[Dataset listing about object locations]
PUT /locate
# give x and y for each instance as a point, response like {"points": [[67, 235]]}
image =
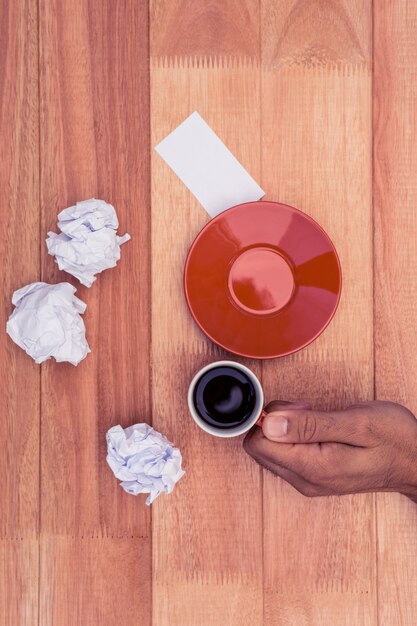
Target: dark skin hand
{"points": [[367, 447]]}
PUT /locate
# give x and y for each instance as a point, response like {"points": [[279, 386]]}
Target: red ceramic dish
{"points": [[262, 280]]}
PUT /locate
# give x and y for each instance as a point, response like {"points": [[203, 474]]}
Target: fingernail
{"points": [[275, 426]]}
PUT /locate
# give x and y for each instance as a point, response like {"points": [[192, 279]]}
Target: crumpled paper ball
{"points": [[144, 460], [88, 243], [47, 322]]}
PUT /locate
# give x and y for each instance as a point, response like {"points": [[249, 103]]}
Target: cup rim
{"points": [[237, 430]]}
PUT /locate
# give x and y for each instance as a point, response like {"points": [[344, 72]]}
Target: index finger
{"points": [[295, 426]]}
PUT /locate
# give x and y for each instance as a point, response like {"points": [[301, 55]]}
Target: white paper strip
{"points": [[204, 164]]}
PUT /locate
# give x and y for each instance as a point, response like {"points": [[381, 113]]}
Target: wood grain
{"points": [[207, 556], [319, 555], [197, 28], [20, 265], [395, 194], [95, 142]]}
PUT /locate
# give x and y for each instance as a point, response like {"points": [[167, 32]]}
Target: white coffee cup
{"points": [[234, 431]]}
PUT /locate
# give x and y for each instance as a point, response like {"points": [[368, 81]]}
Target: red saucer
{"points": [[262, 280]]}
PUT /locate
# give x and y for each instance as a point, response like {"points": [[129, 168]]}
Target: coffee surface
{"points": [[224, 397]]}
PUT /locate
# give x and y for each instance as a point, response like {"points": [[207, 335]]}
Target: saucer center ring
{"points": [[260, 281]]}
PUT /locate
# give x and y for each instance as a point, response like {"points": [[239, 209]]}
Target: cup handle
{"points": [[261, 418]]}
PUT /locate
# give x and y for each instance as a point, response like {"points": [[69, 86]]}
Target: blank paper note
{"points": [[204, 164]]}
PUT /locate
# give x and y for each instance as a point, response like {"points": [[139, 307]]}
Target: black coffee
{"points": [[224, 397]]}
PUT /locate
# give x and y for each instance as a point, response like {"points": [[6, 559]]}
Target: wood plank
{"points": [[395, 194], [316, 155], [95, 142], [20, 265], [101, 582], [207, 538]]}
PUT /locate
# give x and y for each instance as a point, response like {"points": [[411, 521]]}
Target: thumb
{"points": [[301, 426]]}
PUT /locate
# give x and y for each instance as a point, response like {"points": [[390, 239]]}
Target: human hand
{"points": [[367, 447]]}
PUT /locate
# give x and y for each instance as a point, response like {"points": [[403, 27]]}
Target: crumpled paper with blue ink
{"points": [[88, 243], [144, 460], [47, 322]]}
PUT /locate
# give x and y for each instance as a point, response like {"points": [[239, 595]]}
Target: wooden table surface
{"points": [[318, 100]]}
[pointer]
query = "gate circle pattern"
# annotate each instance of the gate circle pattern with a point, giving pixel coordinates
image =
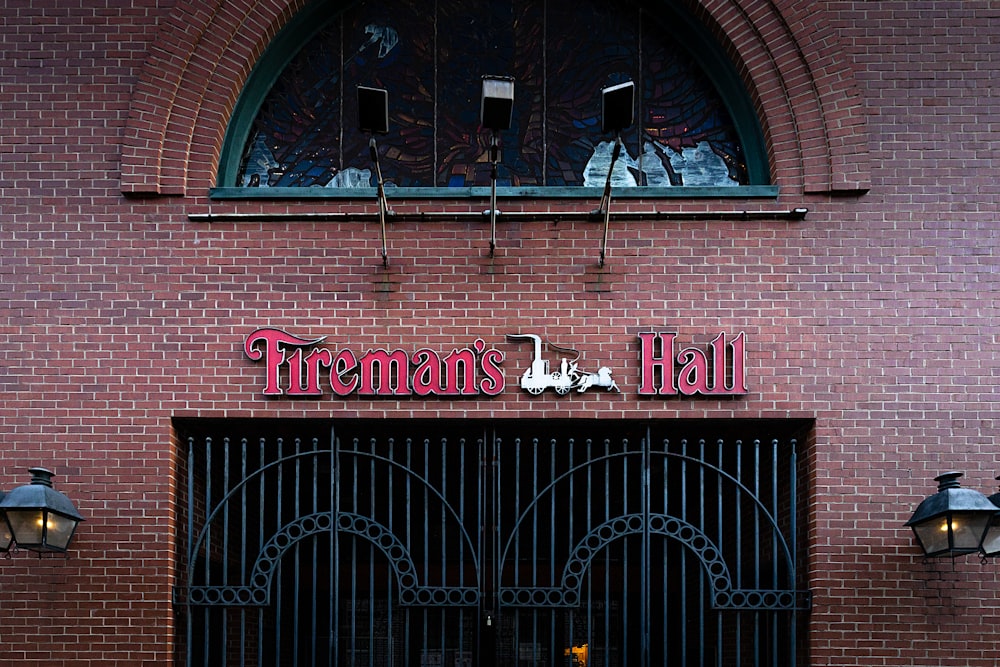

● **SET TASK**
Please count the lines in the listing above that contain the word "white", and give only the number.

● **EXPECTED ANSWER**
2